WHAT YOU SHOULD DO >> All records must be quoted exactly. Omit the pictures.

--- Begin ---

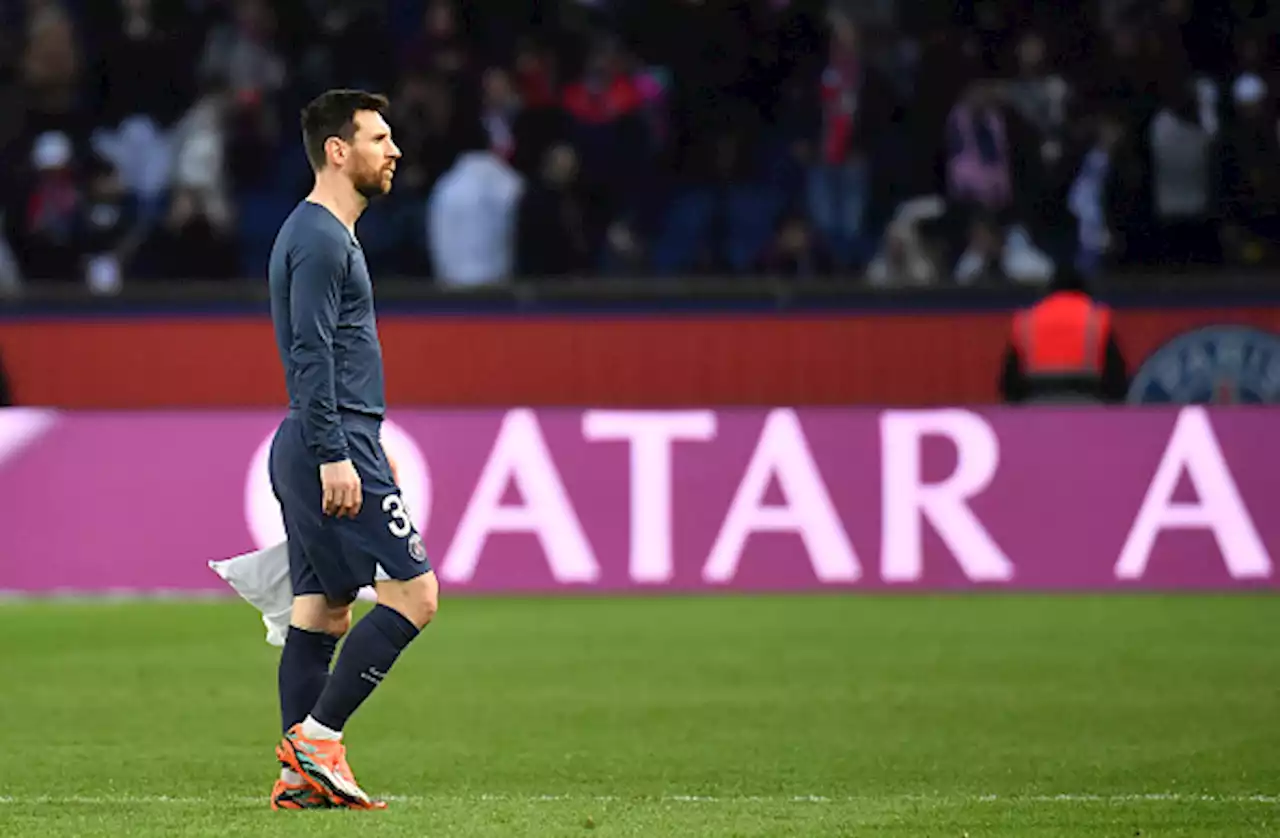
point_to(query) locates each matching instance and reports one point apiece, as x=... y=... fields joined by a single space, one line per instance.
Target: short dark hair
x=333 y=114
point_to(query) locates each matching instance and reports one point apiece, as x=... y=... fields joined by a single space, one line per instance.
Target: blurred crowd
x=909 y=143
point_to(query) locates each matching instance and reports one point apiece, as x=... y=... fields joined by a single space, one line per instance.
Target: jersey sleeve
x=319 y=270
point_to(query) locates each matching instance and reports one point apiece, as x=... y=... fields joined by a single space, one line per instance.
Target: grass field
x=982 y=717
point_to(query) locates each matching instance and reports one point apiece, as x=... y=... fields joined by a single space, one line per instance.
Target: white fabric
x=261 y=578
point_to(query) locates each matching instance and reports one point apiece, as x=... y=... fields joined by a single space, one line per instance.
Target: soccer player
x=344 y=521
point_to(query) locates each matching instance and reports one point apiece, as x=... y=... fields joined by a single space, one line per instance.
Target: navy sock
x=368 y=655
x=304 y=672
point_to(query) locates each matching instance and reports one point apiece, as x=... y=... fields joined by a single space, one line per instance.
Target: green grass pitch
x=983 y=715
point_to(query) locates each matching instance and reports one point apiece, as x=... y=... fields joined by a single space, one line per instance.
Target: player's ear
x=336 y=150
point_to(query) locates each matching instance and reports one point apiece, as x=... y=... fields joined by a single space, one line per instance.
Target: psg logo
x=1215 y=365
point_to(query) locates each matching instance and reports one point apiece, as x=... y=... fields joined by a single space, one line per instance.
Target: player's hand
x=342 y=491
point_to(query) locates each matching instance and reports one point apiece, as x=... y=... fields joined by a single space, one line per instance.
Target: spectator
x=110 y=232
x=1183 y=160
x=45 y=221
x=1088 y=198
x=471 y=216
x=552 y=237
x=856 y=111
x=904 y=260
x=243 y=55
x=195 y=239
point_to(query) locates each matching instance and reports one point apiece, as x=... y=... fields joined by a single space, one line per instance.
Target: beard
x=370 y=184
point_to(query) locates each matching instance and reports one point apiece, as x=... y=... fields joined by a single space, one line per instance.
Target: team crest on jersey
x=416 y=548
x=1215 y=365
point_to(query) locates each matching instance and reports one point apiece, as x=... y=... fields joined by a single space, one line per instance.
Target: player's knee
x=315 y=613
x=338 y=621
x=417 y=599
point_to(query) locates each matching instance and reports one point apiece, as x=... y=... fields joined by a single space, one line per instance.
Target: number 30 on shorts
x=400 y=525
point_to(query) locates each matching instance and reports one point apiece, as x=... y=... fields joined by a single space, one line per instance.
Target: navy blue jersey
x=325 y=330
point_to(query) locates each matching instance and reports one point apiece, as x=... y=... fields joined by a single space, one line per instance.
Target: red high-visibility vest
x=1064 y=335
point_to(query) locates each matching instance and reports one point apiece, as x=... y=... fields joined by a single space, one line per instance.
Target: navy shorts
x=333 y=555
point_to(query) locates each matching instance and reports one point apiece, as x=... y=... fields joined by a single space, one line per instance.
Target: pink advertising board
x=588 y=500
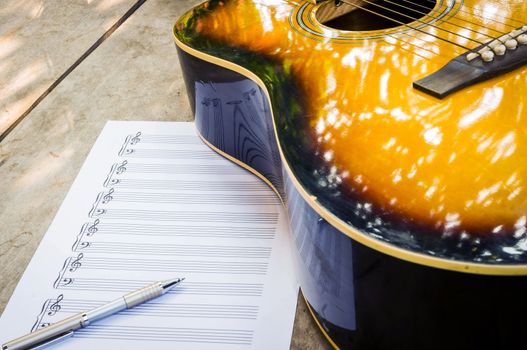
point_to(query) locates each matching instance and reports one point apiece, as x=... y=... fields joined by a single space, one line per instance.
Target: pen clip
x=53 y=341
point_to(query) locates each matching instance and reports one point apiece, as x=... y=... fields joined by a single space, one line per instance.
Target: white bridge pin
x=499 y=49
x=511 y=44
x=471 y=56
x=487 y=56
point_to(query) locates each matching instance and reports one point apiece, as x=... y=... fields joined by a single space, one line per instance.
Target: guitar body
x=409 y=212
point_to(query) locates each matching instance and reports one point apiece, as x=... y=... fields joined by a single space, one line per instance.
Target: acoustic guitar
x=395 y=132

--- End ---

COMPLETE ANSWER >>
point_to(query) locates each matching instance and reports one point apiece, as x=... y=... fields joined by a single space, one line per instance.
Target: short dark hair
x=333 y=114
point_to(query) locates each matching instance and reports one point apiece, as x=... y=... fields joined by a single space, one line per instance.
Target: blurred crowd
x=909 y=143
point_to(query) locates each matching instance and reports one point apiece, as x=... y=... fields joined by a single space, one line per instance.
Target: jersey sleeve
x=319 y=270
point_to(query) locates each matching instance and reports one point apiece, as x=... y=... fields joined by a single space, one line per instance.
Target: grass field
x=982 y=717
point_to(query) locates each matching instance and reports one point apiece, as x=... y=... fields joined by a single space, one line per instance.
Target: white fabric
x=261 y=578
point_to(query) locates each matching instance and reports one point apiece, as x=... y=... fields joined by a single space, one line per instance.
Target: soccer player
x=344 y=521
point_to(query) locates each matching instance and reports one point apiece, as x=... y=... fields joined by a single space, one line per instance.
Target: navy sock
x=368 y=655
x=304 y=672
point_to(query) locates each matching instance and reports one point apiece, as x=... y=... fields joined by a single space, one line per instance.
Target: green grass pitch
x=983 y=715
point_to(query) locates each matching instance and reports one point apiece, as x=... y=... fields joined by a single space, one line per instance.
Target: player's ear
x=336 y=150
point_to(query) locates each matching instance and reports one point apiece, as x=... y=... fields joined by a single space, one line per instance.
Target: psg logo
x=1215 y=365
point_to(query) locates each matching instance and reports one point apiece, as x=... y=... fields joined by a single space, one line per instance.
Target: player's hand
x=342 y=491
point_to(query) locates each matching instance and reports one point apiece, as x=... y=... fields joined by a single space, one line per instance.
Target: spectator
x=110 y=232
x=1183 y=160
x=45 y=221
x=1088 y=198
x=471 y=216
x=552 y=237
x=856 y=111
x=904 y=260
x=243 y=55
x=195 y=239
point_to(query) locates each matching instance and reports one point apiece, as x=... y=... fields joined by a single space, one line per instance.
Target: beard
x=370 y=184
point_to(query) locates each matching instance and reports one point apiece, as x=... y=... fields joined by a single space, one line per instance.
Target: team crest on jersey
x=416 y=548
x=1215 y=365
point_to(query) locates each matching instance and reports one point apiece, as x=... y=... fields joined by a single space, one line per instance.
Target: player's knee
x=315 y=613
x=338 y=621
x=417 y=599
point_to(query) locates each matching instance and reports one point apiece, as x=... y=... fields joined by a single space, one line per instance.
Target: number 30 on shorts
x=400 y=525
point_to(query) locates each matching instance and reports one point apiece, as x=... y=... fields joined by a single space, one line per instance.
Target: navy blue jersey
x=325 y=330
point_to(query) locates each matching instance and reports one point apiece, as x=... y=... fields joined by a single space, one line per instance.
Target: red high-visibility vest
x=1064 y=335
point_to(query) locates each matching instance and reports one point apiece, as x=... y=... fields joined by a single space, one line per instance.
Target: navy shorts
x=333 y=555
point_to(query) locates each matching instance and reports one point apiece, as x=... y=... fields joined by a single space, one line per instance.
Target: pink advertising board
x=588 y=500
point_to(query) locates each matching instance and reports one point apiece, as x=... y=... fields joined by a single space, one line per instance.
Target: pen clip
x=53 y=341
point_to(query) locates each matching instance and reports one point apiece, as x=... y=... fields joined by a single space, one line per instance.
Target: white bridge pin
x=499 y=49
x=511 y=44
x=471 y=56
x=487 y=56
point_to(query) locates each matching instance and reports one point apiece, as x=... y=... fields joined by a single space, one line per instance.
Target: guitar body
x=409 y=212
point_to(query) locates each matching instance and reports one point apiece, as x=... y=... fields joined by a single space, one line per instance.
Target: acoustic guitar
x=395 y=132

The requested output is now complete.